Given request — Write out the listing below from the line containing "In the photo above, where can the dorsal" to its last line, unaltered, ends included.

Extracted records —
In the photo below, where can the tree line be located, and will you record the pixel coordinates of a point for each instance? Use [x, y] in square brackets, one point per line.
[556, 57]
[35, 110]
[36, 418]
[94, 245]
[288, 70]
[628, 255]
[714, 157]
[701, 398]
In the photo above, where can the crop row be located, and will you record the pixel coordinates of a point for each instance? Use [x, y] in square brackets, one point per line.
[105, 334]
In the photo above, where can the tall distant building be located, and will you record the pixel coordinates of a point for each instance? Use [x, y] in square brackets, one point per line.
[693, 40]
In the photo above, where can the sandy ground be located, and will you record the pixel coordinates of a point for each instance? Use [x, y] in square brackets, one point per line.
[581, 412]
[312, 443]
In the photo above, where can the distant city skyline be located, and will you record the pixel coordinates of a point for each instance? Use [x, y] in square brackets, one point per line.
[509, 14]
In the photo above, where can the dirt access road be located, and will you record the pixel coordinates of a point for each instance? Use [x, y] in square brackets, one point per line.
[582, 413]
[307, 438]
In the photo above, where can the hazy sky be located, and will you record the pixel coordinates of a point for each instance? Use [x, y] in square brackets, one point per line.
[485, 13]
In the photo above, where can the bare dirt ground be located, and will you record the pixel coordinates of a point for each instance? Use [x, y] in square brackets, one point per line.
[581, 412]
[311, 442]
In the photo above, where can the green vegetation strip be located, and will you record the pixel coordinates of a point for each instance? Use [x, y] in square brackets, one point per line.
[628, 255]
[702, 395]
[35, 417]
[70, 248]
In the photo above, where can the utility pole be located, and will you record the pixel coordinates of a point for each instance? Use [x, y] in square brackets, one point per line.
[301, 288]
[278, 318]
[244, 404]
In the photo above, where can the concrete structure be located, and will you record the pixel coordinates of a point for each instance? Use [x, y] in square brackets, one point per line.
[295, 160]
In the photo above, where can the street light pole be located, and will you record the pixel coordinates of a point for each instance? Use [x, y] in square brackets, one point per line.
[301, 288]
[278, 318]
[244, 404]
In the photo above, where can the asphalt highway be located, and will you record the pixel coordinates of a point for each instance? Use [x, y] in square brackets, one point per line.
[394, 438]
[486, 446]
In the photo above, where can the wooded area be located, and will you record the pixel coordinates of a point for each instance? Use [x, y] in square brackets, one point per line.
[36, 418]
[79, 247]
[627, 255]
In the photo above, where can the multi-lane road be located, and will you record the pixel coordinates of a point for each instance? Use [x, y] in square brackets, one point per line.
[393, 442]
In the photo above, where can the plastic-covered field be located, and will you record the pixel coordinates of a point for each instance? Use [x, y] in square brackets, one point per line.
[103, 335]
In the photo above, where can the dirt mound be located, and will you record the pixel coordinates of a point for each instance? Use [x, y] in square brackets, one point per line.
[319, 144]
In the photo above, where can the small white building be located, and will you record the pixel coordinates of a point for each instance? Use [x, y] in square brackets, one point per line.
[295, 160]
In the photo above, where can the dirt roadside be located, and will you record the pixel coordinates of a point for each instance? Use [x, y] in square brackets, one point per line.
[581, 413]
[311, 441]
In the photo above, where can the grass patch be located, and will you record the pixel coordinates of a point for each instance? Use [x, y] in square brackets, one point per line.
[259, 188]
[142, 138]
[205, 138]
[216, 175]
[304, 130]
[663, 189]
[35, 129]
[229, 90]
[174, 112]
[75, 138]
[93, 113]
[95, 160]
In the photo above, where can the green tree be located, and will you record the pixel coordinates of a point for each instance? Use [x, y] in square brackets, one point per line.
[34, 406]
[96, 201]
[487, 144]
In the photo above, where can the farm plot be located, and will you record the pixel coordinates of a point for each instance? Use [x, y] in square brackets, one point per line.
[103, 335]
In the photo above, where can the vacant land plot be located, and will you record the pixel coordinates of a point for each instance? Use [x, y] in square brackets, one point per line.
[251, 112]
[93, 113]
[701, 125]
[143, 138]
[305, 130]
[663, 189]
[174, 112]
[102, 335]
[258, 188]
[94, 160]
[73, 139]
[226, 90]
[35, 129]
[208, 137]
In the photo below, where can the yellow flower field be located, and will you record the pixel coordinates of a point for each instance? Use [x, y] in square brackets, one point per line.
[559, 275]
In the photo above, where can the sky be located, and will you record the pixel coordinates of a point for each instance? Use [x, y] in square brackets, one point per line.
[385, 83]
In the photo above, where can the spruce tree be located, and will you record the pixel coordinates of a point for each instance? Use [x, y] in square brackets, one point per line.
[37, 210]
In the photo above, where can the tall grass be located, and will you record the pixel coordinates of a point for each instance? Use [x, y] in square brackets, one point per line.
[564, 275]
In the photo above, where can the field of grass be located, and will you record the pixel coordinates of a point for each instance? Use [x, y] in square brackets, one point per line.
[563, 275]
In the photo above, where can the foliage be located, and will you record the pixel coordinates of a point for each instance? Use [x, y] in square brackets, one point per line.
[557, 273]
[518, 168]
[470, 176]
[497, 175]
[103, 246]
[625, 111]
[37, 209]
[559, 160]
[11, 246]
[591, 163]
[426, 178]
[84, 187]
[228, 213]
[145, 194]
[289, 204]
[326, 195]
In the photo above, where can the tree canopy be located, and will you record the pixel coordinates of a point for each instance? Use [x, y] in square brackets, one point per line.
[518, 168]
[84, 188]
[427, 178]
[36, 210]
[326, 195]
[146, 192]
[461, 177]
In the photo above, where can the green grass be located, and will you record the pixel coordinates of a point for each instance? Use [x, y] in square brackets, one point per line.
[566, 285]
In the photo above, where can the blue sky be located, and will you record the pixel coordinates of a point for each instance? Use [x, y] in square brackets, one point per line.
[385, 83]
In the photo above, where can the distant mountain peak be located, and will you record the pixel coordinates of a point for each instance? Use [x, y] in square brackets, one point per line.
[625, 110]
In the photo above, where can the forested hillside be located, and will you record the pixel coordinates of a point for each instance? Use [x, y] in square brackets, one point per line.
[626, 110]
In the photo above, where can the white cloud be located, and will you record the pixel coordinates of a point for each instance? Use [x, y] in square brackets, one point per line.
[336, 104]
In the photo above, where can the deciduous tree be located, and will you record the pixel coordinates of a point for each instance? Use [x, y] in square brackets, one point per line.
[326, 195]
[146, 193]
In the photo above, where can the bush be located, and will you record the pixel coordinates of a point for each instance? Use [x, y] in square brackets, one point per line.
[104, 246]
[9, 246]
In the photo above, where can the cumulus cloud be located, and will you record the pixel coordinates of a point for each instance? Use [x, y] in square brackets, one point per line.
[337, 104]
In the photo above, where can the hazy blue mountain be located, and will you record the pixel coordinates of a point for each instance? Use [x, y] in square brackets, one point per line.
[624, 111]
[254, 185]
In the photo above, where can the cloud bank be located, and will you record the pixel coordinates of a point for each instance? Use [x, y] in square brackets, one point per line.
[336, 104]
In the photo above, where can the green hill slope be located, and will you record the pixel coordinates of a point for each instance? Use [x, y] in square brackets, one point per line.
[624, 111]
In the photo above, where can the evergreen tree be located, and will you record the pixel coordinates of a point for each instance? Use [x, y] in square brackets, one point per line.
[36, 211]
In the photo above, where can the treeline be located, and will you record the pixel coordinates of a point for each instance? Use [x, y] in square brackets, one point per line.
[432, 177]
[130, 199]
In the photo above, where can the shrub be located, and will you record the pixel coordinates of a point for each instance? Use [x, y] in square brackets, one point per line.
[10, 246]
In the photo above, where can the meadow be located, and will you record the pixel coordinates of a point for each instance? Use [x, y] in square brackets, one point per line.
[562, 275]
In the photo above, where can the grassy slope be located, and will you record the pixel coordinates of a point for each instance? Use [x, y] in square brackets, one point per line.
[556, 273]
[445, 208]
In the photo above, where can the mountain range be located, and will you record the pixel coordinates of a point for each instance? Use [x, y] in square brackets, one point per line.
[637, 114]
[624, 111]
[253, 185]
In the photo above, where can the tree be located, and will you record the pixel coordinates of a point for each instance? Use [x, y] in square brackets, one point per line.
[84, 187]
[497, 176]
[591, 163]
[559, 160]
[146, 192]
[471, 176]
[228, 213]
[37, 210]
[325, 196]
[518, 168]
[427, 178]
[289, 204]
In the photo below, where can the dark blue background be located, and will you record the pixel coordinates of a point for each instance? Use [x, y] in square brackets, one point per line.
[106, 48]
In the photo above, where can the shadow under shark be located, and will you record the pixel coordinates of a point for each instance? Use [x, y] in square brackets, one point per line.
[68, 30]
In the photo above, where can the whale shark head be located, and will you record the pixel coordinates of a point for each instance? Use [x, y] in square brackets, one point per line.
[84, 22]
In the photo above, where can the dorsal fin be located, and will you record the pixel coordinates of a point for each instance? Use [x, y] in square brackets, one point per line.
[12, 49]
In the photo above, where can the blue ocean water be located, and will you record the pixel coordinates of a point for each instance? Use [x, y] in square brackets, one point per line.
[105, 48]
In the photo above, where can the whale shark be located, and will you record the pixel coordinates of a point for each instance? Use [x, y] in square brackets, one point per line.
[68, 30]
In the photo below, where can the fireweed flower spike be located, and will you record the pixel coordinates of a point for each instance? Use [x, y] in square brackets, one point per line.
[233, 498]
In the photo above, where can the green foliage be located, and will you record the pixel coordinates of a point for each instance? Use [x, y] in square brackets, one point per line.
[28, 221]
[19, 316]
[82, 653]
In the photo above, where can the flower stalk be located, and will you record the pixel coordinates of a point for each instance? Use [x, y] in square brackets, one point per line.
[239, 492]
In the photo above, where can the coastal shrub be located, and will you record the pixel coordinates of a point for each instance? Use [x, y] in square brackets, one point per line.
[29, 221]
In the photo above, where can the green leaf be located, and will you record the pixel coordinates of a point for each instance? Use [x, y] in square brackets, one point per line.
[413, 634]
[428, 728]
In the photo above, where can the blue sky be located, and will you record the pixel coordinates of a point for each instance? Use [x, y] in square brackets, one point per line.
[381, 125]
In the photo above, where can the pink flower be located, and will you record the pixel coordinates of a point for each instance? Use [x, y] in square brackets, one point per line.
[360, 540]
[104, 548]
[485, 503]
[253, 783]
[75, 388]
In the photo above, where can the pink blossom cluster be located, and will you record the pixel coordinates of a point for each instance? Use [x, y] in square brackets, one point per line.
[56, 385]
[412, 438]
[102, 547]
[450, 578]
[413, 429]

Task answer —
In the photo above, where can the dorsal fin be located, and will you record the pixel coordinates of a point for each instance? Use [x, y] in square brackets, one point per line.
[12, 49]
In the photo above, where can the blue ocean water be located, and will you record the pixel coordinates of a point for each instance? Use [x, y] in square brackets, one point per line.
[105, 48]
In the photo above, where can the whale shark be located, and will you record the pixel coordinates of a point for each instance? Use [x, y] in square brackets, one point per line.
[68, 30]
In the photo below, where can the fireweed flower spike be located, and will you record the pixel coordinates of a point for each instance? Use [x, y] in square brackets, one point per line.
[233, 498]
In the photo above, where can the green foliage be located, and will you record the pixel coordinates of a point for each instance? Use [x, y] in square brackets, one point per line.
[28, 221]
[19, 316]
[82, 653]
In the photo above, where can the flower stalk be located, and will you record the pixel coordinates of a point for each instance? Use [x, y] in square brackets, one point per line.
[239, 492]
In the photo above, where can the coastal shrub be located, and will you record the pixel coordinates of a point for each instance? Use [x, y] in square brackets, one point per line.
[29, 221]
In the photo above, where can the green leaf be located, and will you record the pixel coordinates of a point for each instance? Use [x, y] in square brackets, one point per line.
[413, 634]
[428, 728]
In the photo above, where can the blue sky be located, and will you record the pixel coordinates of a point for each instance? Use [x, y] in square brackets, one point per line.
[381, 125]
In the photo above, where can the pink flower be located, and will you record the pixel coordinates of a point for each instance? Use [x, y] in square brackets, one point per line.
[360, 540]
[104, 548]
[485, 503]
[253, 783]
[75, 388]
In the photo above, where can the pink blossom cluster be located, and will you record the pixel coordinates of a point for each instance? Use [x, y] in square brackets, one point per line.
[56, 385]
[412, 438]
[102, 547]
[450, 578]
[413, 429]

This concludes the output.